Macro vs Micro Examination — Detailed Comparison
| Parameter | Macro Examination | Micro Examination |
|---|---|---|
| Magnification | Naked eye to 10x | 50x to 1000x (optical); up to 100,000x (SEM) |
| Surface finish required | 600 grit + etched | Mirror polish (1 µm or finer) + etched |
| Preparation time | 15–45 minutes | 2–6 hours (skilled metallographer) |
| Equipment needed | Grinder, etchant, good lighting | Mounting press, polishing machine, optical microscope |
| Defects detected | Porosity, slag, cracks, LOF, LOP, undercut | Microcracks, grain growth, sensitisation, martensite, precipitates |
| PQR requirement | Near universal | Material/code dependent |
| Typical codes requiring it | ASME IX QW-183/193, AWS D1.1, ISO 15614 | ASME III, API 6A, sour service specs, P91 welding specs |
| Cost | Low | Medium to high |
| Result form | Photograph + pass/fail assessment | Micrographs + microstructural description |
Requirements Under Welding Codes and Standards
ASME Section IX
Under ASME Section IX, macro examination is explicitly required for fillet weld procedure qualification (QW-183), where two macro sections from the test coupon must be examined and show complete fusion and freedom from cracks. For tube-to-tubesheet weld qualification under QW-193, macro examination is required on sections taken at multiple angular positions around the tube circumference to verify full fusion and groove geometry. Macro examination also forms part of the supporting evidence in groove weld PQRs to confirm the joint geometry and weld profile are consistent with the WPS.
ASME Section IX does not list micro examination as a mandatory standard test for most PQRs. However, supplementary essential variables, material-specific annexures (such as those for P-No. 15E group 1 material — P91/Grade 91), and requirements in the applicable construction code (ASME Section III, Section VIII Division 2, etc.) can impose micro examination as a qualification requirement.
AWS D1.1 Structural Welding Code
AWS D1.1 requires macro examination for prequalified and qualified procedure verification, particularly for fillet weld qualification tests and for verifying weld geometry in fatigue-critical applications. For fracture-critical bridge members, additional mechanical testing and metallographic examination requirements may be imposed by the bridge owner or engineer of record.
ISO 15614-1
ISO 15614-1 (Specification and qualification of welding procedures for metallic materials) requires macroscopic examination of the weld cross-section as part of the standard test suite. It also explicitly requires microscopic examination for ferritic steels when microstructural assessment of the HAZ is relevant to the application — particularly for materials with a nominal yield strength exceeding 460 MPa, for P91 and other creep-resistant steels, and for any material where the code or product standard specifies it.
Acceptance Criteria
Acceptance criteria for macro examination are generally stated in terms of: absence of cracks, complete fusion at the root and between weld passes, no slag inclusions exceeding specified size limits, porosity within the limits of the applicable table, and weld geometry (penetration, reinforcement, throat) within the WPS tolerances. For micro examination, acceptance criteria are more complex and typically described in terms of: absence of microcracks, absence of sensitisation in the HAZ of stainless steels, specified maximum grain size in the CGHAZ, absence of untempered martensite where the WPS requires a specified preheat and interpass temperature regime, and phase proportions within specified limits for duplex stainless steels.

**Data shown:**

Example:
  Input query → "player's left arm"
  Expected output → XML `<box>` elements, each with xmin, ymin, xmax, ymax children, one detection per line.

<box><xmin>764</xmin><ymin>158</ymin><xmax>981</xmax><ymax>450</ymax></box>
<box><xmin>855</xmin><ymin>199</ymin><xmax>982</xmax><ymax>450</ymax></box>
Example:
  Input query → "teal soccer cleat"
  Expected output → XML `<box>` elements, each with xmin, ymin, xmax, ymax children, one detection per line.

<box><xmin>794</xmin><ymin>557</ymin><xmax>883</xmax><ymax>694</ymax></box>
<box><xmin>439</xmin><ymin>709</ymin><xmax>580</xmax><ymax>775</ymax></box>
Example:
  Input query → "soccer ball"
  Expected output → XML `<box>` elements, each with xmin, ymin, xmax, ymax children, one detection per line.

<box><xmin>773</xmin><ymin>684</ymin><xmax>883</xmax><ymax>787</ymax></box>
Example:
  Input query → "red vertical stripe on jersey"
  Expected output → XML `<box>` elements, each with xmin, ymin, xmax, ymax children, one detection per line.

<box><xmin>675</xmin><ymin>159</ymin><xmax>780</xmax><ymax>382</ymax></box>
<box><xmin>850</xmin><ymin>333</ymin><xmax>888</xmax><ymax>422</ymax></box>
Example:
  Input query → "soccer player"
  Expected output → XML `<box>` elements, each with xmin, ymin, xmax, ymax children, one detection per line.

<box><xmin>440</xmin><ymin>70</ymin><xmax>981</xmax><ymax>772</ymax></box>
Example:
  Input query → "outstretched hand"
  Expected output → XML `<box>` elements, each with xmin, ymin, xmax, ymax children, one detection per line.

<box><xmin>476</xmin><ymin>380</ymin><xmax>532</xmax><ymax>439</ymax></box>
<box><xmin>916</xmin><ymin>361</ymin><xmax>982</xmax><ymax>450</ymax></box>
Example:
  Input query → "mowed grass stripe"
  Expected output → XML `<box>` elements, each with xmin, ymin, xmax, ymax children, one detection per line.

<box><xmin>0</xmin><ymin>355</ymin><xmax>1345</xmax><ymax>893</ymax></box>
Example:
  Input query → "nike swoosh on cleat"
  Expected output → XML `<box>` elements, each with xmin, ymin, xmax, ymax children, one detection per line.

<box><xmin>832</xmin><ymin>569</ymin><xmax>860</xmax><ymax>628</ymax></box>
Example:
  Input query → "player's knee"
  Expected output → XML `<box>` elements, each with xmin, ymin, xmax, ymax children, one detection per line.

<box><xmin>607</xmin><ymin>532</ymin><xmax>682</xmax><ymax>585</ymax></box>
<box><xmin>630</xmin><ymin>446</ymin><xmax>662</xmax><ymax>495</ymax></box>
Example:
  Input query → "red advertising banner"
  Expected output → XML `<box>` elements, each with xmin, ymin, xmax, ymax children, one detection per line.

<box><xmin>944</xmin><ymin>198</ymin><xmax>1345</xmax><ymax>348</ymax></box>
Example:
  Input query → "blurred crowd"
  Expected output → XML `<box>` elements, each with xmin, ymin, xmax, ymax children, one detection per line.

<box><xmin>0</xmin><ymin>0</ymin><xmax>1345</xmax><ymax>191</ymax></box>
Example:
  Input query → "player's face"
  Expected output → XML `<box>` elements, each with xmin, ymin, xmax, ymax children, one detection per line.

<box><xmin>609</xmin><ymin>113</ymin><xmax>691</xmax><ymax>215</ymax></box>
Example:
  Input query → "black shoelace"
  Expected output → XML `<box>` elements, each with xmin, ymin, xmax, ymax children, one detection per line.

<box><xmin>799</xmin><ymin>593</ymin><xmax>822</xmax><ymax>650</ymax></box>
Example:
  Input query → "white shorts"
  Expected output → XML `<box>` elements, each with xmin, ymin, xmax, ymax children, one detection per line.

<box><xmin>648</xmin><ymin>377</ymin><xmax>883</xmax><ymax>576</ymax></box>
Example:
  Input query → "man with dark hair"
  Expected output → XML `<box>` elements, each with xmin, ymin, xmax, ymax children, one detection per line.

**Written problem 1:** In the comparison of macro and micro examination, what surface finish does micro examination require?
**Written problem 2:** Return each line of the records that contains the word "soccer".

**Final answer 1:** A mirror polish (1 µm or finer) plus etching.

**Final answer 2:**
  Input query → "teal soccer cleat"
  Input query → "soccer ball"
  Input query → "soccer player"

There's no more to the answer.